EXERCISE TASKS:
1. According to the nursing leadership academy abstract, in what year was the academy developed?
2. Please carry on the nursing leadership academy abstract from its last sentence.

─── TEXT BLOCK ───

Paper
Tuesday, November 15, 2005
This presentation is part of : Innovations in Leadership Development
The Clinical Nursing Leadership Development Academy (CNLDA)
Lou Ann Montgomery, PhD, RN, Department of Nursing Services and Patient Care, University of Iowa Hospitals and Clinics, Iowa City, IA, USA
Learning Objective #1: Describe how the use of a clinical nursing leadership development academy can promote the growth/networking potential of nurse leaders within a healthcare organization
Learning Objective #2: Identify how annual enrichment sessions enhance the ongoing development of academy alumni within a healthcare organization

The Clinical Nursing Leadership Development Academy (CNLDA) is a joint collaboration between the University of Iowa College of Nursing (CON) and the University of Iowa Hospitals and Clinics (UIHC) developed in 2001 in response to the need for nursing-specific leadership development. A focus group of CON faculty and UIHC nursing educators and leaders developed a CNLDA curriculum that would give nurse leaders new ideas, a better grasp on business, clinical, and political decisions that impact the workplace, and tools to problem solve role and job challenges.

─── INFORMATION PROVIDED ───

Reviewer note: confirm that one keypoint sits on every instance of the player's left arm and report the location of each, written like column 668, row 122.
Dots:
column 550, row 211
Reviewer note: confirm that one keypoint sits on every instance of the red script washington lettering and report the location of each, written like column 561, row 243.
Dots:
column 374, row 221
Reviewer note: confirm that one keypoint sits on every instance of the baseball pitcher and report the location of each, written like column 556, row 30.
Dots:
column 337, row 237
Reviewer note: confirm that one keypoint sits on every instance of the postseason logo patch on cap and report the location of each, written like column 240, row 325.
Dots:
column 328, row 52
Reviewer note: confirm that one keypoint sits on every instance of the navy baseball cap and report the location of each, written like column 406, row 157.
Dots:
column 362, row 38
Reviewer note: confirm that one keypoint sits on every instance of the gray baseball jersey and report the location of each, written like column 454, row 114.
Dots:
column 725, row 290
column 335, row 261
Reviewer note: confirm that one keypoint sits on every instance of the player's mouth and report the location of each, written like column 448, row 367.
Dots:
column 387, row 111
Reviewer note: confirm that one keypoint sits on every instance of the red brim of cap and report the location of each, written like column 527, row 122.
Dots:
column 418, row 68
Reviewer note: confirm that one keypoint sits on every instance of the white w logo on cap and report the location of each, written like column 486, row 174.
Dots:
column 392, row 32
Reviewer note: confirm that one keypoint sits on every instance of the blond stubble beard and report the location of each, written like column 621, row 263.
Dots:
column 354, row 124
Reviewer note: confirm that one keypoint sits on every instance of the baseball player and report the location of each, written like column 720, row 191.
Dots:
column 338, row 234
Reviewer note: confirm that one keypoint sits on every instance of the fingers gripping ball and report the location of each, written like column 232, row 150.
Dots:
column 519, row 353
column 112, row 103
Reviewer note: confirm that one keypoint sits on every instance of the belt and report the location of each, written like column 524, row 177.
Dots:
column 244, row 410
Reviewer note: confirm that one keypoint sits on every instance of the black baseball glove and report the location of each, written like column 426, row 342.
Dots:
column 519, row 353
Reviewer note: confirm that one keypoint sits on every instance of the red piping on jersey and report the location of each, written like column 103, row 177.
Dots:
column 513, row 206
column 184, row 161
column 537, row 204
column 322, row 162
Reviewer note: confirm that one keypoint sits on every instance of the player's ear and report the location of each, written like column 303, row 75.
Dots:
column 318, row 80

───

ANSWER LIST:
1. 2001

2.
CNLDA has been offered six times as 7 one-day sessions spread across a semester. Any UIHC nurse leader is eligible to apply for a cohort slot. Cohorts are limited to 25 participants. Continuing education units are offered and no fee is asessed. Each of the seven sessions run for 4 to 6 hours. Each day has a theme: The Big Picture (overview of nursing's role locally/community-wise/globally, the meaning of sustaining Magnet Hospital designation); Money Matters (mananging nursing in a financial world, benchmarking strategies); People Matters I and II (retention, recruitment, succession planning, generational culture, labor relations, motivating personnel); Clinical Excellence (creating healing environments, entrepreneurialship, patient safety); Quality Counts (quality management, evidence-based practice, educating nursing students); Silence to Voice (media relations, retaining leaders, promoting nursing, the future of nursing). Sessions are taught by persons with primary topic knowledge from within the university or region. Evaluations have been favorable for improvement of knowledge and new ongoing opportunities to network with attendee peers. Over 125 leaders have attended so far.

A spin-off enrichment course called CNLDA Alumni Days evolved in 2004. CNLDA alums choose to attend one or two of 4 sessions that run half days. Fifty alums have attended.